## [Input]

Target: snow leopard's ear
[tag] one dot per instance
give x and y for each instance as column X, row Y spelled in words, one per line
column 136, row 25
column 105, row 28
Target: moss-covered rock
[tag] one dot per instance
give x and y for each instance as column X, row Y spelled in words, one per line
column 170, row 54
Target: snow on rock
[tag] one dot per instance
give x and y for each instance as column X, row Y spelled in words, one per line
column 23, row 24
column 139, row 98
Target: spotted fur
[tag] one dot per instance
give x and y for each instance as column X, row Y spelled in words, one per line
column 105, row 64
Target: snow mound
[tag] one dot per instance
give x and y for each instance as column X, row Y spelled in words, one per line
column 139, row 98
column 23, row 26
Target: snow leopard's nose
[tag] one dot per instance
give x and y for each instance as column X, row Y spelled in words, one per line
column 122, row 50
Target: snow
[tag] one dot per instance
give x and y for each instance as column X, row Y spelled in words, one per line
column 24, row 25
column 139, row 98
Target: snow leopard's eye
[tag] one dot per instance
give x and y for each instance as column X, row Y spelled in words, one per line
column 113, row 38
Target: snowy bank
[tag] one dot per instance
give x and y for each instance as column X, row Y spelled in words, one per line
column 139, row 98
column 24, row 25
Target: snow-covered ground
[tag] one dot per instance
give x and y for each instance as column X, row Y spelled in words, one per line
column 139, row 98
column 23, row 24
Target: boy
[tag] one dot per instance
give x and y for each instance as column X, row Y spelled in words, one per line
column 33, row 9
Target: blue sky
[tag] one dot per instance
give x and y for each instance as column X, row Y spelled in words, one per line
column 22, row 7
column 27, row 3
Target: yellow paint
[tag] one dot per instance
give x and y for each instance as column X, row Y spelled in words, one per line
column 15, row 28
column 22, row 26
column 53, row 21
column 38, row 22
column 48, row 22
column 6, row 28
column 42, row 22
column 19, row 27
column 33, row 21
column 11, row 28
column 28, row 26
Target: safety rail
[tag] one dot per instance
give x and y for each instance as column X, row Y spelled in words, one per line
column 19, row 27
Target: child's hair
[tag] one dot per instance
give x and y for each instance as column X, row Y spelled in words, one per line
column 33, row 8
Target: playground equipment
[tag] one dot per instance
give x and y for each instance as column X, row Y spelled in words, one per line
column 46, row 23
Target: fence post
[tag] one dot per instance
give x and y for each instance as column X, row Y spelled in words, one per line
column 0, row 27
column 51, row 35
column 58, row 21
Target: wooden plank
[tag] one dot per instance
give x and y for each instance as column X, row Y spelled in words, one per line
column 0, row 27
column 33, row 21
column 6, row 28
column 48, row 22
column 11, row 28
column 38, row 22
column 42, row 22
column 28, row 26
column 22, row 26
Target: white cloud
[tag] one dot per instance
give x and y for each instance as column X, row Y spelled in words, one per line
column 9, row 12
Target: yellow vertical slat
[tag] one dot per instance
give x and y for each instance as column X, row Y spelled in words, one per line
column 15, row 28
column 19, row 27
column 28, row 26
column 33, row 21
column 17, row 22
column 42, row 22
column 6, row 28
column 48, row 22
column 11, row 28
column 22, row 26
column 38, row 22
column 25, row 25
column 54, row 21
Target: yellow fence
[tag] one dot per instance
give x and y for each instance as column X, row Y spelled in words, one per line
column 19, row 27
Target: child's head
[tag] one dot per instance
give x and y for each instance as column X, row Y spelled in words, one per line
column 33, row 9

* * *

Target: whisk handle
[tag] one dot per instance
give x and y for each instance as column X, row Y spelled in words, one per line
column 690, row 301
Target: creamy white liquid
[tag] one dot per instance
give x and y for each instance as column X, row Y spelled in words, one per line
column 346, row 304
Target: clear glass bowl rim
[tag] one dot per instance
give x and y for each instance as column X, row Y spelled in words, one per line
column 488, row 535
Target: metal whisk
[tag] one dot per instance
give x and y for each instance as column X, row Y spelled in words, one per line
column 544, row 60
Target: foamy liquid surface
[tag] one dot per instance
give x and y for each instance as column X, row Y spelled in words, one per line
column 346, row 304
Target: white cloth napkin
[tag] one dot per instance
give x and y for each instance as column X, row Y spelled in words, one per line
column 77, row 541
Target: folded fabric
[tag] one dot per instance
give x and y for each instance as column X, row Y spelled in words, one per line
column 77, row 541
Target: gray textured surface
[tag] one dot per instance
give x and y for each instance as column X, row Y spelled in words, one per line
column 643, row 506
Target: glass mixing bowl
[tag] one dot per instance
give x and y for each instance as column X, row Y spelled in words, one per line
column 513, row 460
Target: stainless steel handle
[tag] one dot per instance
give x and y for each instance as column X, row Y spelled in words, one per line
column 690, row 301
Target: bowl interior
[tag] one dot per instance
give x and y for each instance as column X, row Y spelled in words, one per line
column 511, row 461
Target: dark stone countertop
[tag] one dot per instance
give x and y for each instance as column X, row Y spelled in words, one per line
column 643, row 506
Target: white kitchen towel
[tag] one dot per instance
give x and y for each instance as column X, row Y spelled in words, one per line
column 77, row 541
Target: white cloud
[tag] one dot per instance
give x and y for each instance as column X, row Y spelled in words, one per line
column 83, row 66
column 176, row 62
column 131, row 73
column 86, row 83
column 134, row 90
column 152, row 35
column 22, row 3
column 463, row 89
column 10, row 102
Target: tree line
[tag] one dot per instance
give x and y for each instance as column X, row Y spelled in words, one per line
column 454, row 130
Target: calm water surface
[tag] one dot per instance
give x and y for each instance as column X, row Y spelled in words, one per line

## [Instructions to follow]
Please copy out each line of the listing above that contains the string "yellow".

## [Expected output]
Target: yellow paint
Target: yellow vertical slat
Target: yellow fence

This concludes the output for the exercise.